Photo-based point labeling data:
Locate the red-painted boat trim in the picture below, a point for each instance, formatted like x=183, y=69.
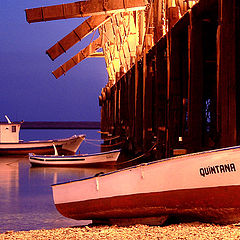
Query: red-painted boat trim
x=215, y=204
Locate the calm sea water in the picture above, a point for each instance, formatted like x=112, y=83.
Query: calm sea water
x=25, y=192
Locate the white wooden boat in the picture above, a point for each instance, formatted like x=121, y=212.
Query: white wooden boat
x=65, y=146
x=202, y=186
x=102, y=158
x=11, y=145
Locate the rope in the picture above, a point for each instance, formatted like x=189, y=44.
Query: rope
x=133, y=159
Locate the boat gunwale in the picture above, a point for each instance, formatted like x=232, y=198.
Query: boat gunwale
x=44, y=141
x=149, y=163
x=78, y=157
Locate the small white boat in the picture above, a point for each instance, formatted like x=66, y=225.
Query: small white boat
x=11, y=145
x=96, y=159
x=202, y=186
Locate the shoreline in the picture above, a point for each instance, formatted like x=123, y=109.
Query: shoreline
x=194, y=230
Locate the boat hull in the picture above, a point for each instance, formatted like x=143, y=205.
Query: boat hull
x=64, y=146
x=95, y=159
x=203, y=186
x=204, y=206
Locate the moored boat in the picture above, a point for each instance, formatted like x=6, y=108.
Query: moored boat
x=11, y=145
x=95, y=159
x=201, y=186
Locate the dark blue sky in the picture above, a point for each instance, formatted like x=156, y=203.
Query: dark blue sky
x=28, y=90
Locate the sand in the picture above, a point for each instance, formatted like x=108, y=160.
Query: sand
x=194, y=231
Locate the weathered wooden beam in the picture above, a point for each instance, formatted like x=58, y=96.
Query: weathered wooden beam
x=87, y=27
x=82, y=9
x=91, y=48
x=226, y=73
x=195, y=84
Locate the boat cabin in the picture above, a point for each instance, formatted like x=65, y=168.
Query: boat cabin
x=9, y=132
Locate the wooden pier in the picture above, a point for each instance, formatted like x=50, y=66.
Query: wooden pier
x=173, y=69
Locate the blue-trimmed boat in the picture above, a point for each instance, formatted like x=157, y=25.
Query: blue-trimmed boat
x=95, y=159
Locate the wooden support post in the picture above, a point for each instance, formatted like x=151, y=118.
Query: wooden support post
x=226, y=73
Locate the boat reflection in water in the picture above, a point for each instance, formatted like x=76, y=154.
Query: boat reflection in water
x=26, y=198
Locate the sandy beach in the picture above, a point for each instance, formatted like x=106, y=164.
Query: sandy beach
x=194, y=231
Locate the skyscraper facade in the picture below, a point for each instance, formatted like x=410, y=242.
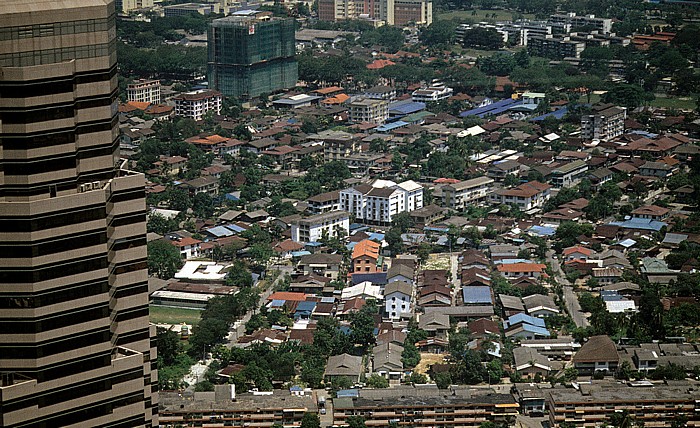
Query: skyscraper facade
x=251, y=54
x=75, y=341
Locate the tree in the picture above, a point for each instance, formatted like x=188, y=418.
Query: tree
x=164, y=259
x=377, y=381
x=310, y=420
x=168, y=345
x=483, y=38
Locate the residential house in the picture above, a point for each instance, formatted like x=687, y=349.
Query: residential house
x=435, y=323
x=517, y=270
x=599, y=353
x=365, y=257
x=343, y=366
x=386, y=361
x=569, y=175
x=326, y=265
x=540, y=306
x=397, y=299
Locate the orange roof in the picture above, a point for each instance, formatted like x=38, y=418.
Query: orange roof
x=521, y=267
x=338, y=99
x=380, y=63
x=287, y=295
x=366, y=248
x=577, y=249
x=139, y=105
x=329, y=90
x=184, y=242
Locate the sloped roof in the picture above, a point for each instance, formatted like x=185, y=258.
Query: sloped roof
x=597, y=349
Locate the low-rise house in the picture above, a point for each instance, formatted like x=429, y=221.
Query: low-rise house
x=386, y=361
x=326, y=265
x=529, y=363
x=652, y=212
x=397, y=299
x=343, y=366
x=517, y=270
x=599, y=353
x=435, y=323
x=540, y=306
x=569, y=175
x=365, y=257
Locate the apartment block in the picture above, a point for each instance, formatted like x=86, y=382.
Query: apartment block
x=197, y=104
x=555, y=47
x=655, y=405
x=568, y=21
x=460, y=195
x=390, y=12
x=144, y=91
x=250, y=54
x=461, y=407
x=525, y=196
x=75, y=339
x=380, y=202
x=603, y=123
x=368, y=110
x=313, y=229
x=224, y=407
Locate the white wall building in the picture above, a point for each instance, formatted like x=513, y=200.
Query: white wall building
x=380, y=202
x=312, y=229
x=196, y=104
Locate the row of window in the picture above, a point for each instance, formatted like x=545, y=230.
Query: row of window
x=57, y=28
x=53, y=56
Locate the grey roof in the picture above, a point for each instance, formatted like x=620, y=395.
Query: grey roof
x=344, y=365
x=398, y=286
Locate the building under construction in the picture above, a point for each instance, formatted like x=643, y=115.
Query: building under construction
x=251, y=54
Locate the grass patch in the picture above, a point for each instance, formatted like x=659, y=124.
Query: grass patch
x=166, y=315
x=682, y=103
x=480, y=15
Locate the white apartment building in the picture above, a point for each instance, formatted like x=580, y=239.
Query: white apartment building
x=330, y=224
x=459, y=195
x=432, y=93
x=604, y=123
x=144, y=91
x=368, y=110
x=196, y=104
x=380, y=202
x=526, y=196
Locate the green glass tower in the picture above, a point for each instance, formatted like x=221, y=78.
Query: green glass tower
x=251, y=54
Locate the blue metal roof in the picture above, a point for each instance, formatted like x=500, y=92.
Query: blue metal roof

What you have to do — Copy the rows from the very first line through the line containing "x=25, y=192", both included, and move each answer coordinate up by adding 75 while keeping the requests and their format samples unchanged. Omit the pictures.

Output of the task —
Locate the red-painted boat trim in the picture below, a point for each instance, formatted like x=183, y=69.
Query: red-painted boat trim
x=290, y=279
Locate the calm sea water in the picture above, a point for each instance, formatted like x=112, y=83.
Query: calm sea water
x=100, y=267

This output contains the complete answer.